>>>>
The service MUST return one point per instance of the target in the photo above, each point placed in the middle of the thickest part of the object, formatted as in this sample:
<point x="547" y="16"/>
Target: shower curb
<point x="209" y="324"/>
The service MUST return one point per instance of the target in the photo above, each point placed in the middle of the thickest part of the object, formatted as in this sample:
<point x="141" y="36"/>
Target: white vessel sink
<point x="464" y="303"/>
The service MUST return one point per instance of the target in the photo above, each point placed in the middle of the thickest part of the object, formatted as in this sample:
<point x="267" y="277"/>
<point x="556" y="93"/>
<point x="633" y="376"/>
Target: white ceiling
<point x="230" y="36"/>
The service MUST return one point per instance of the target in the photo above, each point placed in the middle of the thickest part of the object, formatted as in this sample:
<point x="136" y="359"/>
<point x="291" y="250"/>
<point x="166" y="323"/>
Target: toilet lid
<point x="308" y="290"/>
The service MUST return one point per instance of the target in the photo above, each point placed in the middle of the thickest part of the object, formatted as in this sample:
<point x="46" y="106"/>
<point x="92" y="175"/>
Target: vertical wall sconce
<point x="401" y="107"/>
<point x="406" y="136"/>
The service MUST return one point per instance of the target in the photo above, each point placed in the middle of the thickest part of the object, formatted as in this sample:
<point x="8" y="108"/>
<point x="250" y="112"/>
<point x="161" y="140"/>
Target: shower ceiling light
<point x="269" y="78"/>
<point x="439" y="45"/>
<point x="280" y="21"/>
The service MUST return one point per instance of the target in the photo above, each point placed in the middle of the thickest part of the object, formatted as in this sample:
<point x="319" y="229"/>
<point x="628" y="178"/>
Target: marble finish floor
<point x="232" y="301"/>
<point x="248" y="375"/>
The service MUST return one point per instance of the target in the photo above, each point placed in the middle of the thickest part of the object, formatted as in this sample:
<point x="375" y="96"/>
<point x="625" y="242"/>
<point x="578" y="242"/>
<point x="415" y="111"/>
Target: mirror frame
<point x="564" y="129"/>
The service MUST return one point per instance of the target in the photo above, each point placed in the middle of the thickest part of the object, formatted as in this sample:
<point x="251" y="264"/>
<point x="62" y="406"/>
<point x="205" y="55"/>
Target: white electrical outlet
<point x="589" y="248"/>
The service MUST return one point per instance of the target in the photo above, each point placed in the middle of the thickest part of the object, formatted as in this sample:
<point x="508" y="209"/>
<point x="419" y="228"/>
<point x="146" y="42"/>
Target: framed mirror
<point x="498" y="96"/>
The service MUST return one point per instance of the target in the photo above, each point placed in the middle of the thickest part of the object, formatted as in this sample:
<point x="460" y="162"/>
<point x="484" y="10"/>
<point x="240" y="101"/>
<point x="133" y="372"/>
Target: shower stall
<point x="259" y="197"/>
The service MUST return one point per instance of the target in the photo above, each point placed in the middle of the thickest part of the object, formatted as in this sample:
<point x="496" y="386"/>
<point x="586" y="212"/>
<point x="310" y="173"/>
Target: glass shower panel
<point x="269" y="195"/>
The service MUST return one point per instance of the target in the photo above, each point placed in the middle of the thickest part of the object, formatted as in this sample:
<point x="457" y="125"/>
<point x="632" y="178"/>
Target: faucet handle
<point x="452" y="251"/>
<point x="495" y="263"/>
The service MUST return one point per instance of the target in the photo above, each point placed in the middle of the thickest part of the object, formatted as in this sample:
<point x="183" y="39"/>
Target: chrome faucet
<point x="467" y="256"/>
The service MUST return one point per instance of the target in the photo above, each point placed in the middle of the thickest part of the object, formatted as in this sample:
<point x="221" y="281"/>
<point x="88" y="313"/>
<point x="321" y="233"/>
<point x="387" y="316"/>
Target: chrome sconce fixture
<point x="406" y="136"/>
<<<<
**WORK TO COMPLETE:**
The answer should consist of all the lines above, retyped exactly.

**RESULT OF THIS EXERCISE:**
The service MUST return one point per instance of the target in the photo above, each point placed in the middle of the thickest part of the object, formatted as in this sample:
<point x="547" y="16"/>
Target: shower curb
<point x="209" y="324"/>
The service MUST return one point per instance of the target in the photo above, each point placed in the middle of the thickest part of the object, formatted as in this sample:
<point x="141" y="36"/>
Target: white vessel sink
<point x="464" y="303"/>
The service MUST return one point per instance of the target in the photo above, each point placed in the middle of the thickest part of the object, formatted as in this sample:
<point x="267" y="277"/>
<point x="556" y="93"/>
<point x="633" y="376"/>
Target: white ceiling
<point x="230" y="36"/>
The service MUST return one point per instance of the target in the photo above, each point placed in the middle of the thickest part of the object, formatted as in this sample:
<point x="136" y="359"/>
<point x="291" y="250"/>
<point x="166" y="323"/>
Target: toilet lid
<point x="308" y="290"/>
The service MUST return one point per instance of the target in the photo above, each point placed in the middle of the thickest part of the object, formatted as in this sample:
<point x="46" y="106"/>
<point x="92" y="175"/>
Target: vertical wall sconce
<point x="401" y="107"/>
<point x="406" y="136"/>
The service MUST return one point per instance of the target in the photo above, each point placed in the middle of the thickest part of the object, formatted as in this sample:
<point x="8" y="108"/>
<point x="250" y="112"/>
<point x="161" y="140"/>
Target: shower ceiling light
<point x="269" y="78"/>
<point x="439" y="45"/>
<point x="280" y="21"/>
The service MUST return one point per instance of the target in the photo above, each point placed in the middle of the thickest part of the object, formatted as in this sample:
<point x="319" y="229"/>
<point x="628" y="178"/>
Target: marble finish floor
<point x="232" y="301"/>
<point x="248" y="375"/>
The service MUST return one point per instance of the target in the photo above, each point placed in the middle of the thickest part of the object, formatted as in this sample:
<point x="375" y="96"/>
<point x="625" y="242"/>
<point x="578" y="242"/>
<point x="415" y="111"/>
Target: mirror frame
<point x="564" y="129"/>
The service MUST return one point per instance of the target in the photo above, each point placed in the middle of the thickest part of the object, formatted as in this sample:
<point x="251" y="264"/>
<point x="62" y="406"/>
<point x="205" y="55"/>
Target: white electrical outlet
<point x="589" y="248"/>
The service MUST return one point per instance of the target in the photo above, each point placed in the middle of the thickest part of the object, formatted as in this sample:
<point x="508" y="209"/>
<point x="419" y="228"/>
<point x="146" y="42"/>
Target: framed mirror
<point x="498" y="96"/>
The service MUST return one point per instance of the target in the photo above, each point placed in the middle of the thickest part of the object, formatted as in this sample:
<point x="460" y="162"/>
<point x="484" y="10"/>
<point x="240" y="101"/>
<point x="133" y="372"/>
Target: shower stall
<point x="259" y="197"/>
The service MUST return one point per instance of the target in the photo above, each point placed in the middle of the thickest part of the object, formatted as in this sample:
<point x="496" y="386"/>
<point x="586" y="212"/>
<point x="310" y="173"/>
Target: glass shower panel
<point x="269" y="195"/>
The service MUST return one point per instance of the target in the photo above, each point placed in the middle of the thickest part of the object, formatted as in this sample:
<point x="457" y="125"/>
<point x="632" y="178"/>
Target: faucet handle
<point x="452" y="251"/>
<point x="495" y="263"/>
The service MUST return one point per instance of the target in the photo above, each point placed in the middle of the thickest part of the object, formatted as in this sample:
<point x="183" y="39"/>
Target: chrome faucet
<point x="467" y="256"/>
The service MUST return one point per instance of the target in the photo above, each point placed in the middle of the thickest part of the object, formatted as in this sample:
<point x="221" y="281"/>
<point x="88" y="313"/>
<point x="321" y="233"/>
<point x="387" y="316"/>
Target: chrome sconce fixture
<point x="406" y="136"/>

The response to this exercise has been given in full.